_TASK REQUIREMENTS_: List each line in the entries below that contains the string "drum", copying every such line in full. The match is case-sensitive.

_THE DATA_:
■ ■ ■ ■ ■
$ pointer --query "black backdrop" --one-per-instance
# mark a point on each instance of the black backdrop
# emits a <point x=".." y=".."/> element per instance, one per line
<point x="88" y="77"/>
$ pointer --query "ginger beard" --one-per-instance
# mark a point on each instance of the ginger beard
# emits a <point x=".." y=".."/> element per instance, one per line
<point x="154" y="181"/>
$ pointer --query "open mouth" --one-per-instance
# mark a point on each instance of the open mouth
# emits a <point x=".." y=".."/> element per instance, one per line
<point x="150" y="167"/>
■ ■ ■ ■ ■
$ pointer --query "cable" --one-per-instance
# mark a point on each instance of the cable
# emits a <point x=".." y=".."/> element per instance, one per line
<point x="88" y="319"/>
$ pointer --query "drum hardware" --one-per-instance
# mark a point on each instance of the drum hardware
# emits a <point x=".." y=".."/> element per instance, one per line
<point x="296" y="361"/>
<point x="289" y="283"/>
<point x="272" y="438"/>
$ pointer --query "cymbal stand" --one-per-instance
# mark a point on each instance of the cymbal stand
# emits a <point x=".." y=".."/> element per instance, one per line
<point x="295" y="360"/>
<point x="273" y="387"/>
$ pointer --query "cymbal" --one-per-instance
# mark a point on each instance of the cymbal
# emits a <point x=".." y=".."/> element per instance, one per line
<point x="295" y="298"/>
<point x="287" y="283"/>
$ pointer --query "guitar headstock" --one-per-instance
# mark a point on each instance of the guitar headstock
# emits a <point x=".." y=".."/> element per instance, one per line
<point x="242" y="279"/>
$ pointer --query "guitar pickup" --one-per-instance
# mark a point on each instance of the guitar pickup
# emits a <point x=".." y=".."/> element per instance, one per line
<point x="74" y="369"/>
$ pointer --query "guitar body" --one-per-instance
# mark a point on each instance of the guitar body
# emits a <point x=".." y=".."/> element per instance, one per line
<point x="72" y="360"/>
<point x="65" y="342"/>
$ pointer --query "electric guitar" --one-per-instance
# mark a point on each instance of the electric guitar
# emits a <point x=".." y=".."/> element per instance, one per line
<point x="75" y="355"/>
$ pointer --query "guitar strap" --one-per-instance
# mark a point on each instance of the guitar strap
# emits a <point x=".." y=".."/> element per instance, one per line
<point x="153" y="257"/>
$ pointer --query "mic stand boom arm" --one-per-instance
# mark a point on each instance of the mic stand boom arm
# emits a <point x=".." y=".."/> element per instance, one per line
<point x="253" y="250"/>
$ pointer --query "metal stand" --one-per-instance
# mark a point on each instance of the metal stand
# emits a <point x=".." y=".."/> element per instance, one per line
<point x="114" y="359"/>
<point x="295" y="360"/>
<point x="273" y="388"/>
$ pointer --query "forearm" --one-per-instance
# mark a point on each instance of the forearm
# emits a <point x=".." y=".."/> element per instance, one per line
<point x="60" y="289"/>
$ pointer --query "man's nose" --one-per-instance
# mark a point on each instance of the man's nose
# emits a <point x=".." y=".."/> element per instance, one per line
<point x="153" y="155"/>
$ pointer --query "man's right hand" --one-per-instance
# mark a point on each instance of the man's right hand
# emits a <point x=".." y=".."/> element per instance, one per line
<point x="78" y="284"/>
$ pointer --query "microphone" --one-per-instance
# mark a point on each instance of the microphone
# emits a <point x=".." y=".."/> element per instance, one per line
■ ■ ■ ■ ■
_SOLUTION BELOW_:
$ pointer --query "drum hardware" --one-per-instance
# mark a point on each instance of the drum hardware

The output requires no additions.